◆ **Prompt**: Edit the entries below by replacing "point at" with "mark" and changing nothing else. Leave out the pictures.

Collected data
++++++++++

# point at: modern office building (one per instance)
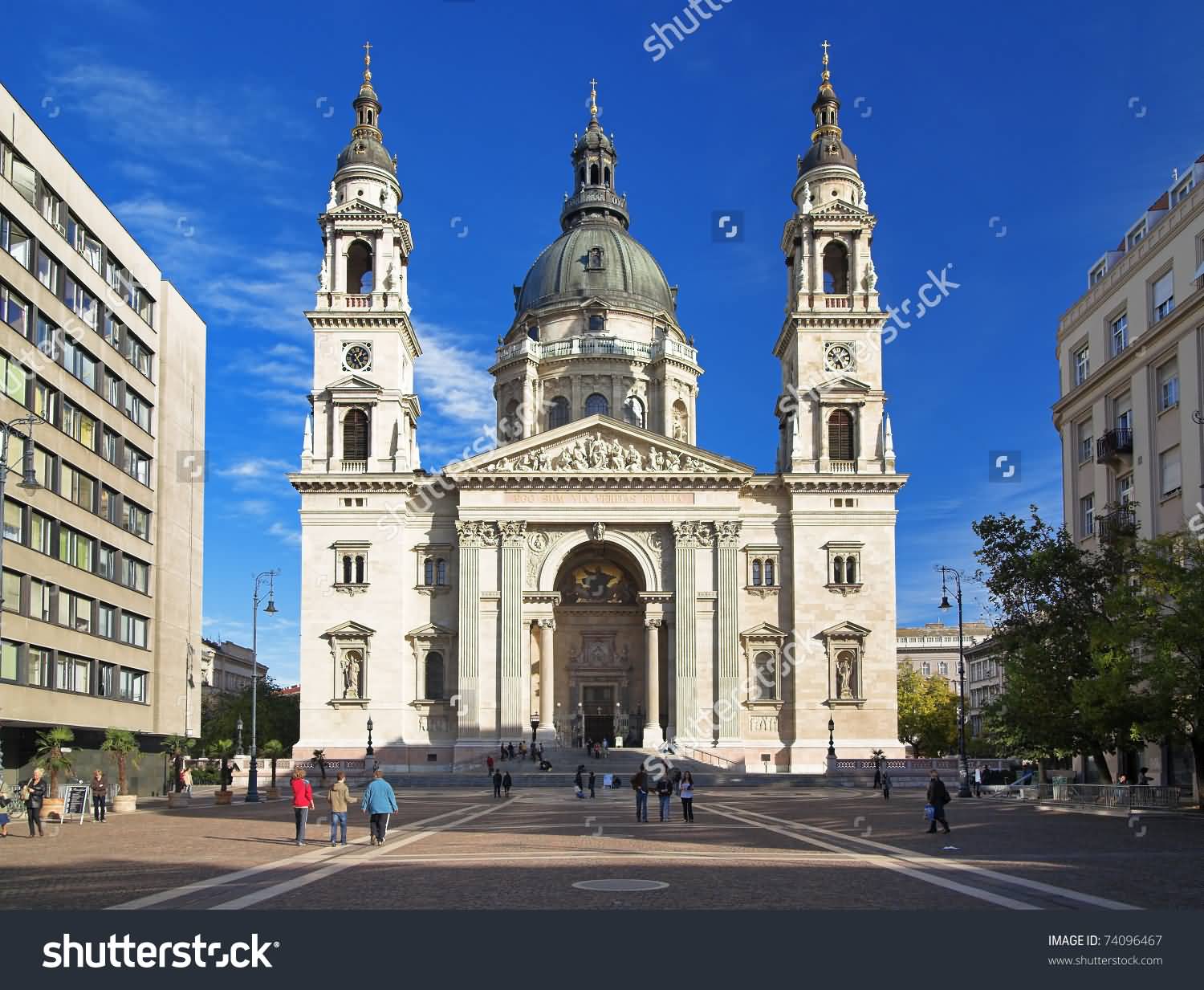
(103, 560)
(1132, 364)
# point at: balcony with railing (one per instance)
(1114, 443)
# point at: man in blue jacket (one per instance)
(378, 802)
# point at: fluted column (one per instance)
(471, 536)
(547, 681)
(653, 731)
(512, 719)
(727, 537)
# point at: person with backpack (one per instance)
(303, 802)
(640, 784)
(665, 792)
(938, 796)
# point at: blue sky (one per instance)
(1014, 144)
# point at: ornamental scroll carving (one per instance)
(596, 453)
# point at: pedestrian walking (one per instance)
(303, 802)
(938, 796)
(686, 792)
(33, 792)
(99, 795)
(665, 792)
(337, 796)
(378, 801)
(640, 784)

++++++++++

◆ **Reply to the exercise**:
# mark: modern office building (one per instance)
(103, 560)
(1132, 364)
# mark: balcony with railing (one per instance)
(1114, 443)
# mark: man in blue jacket (one per instance)
(378, 802)
# mark: fluted column (one per instance)
(471, 536)
(547, 681)
(653, 731)
(512, 719)
(727, 537)
# mark: person with backpack (one per instance)
(303, 802)
(640, 784)
(665, 792)
(938, 796)
# mark: blue sky (one per instance)
(1014, 144)
# mark: ornamental scroll carving (one per instance)
(596, 453)
# mark: pedestrian walking (one per instance)
(303, 802)
(938, 796)
(686, 792)
(33, 792)
(99, 795)
(665, 792)
(337, 796)
(378, 801)
(640, 784)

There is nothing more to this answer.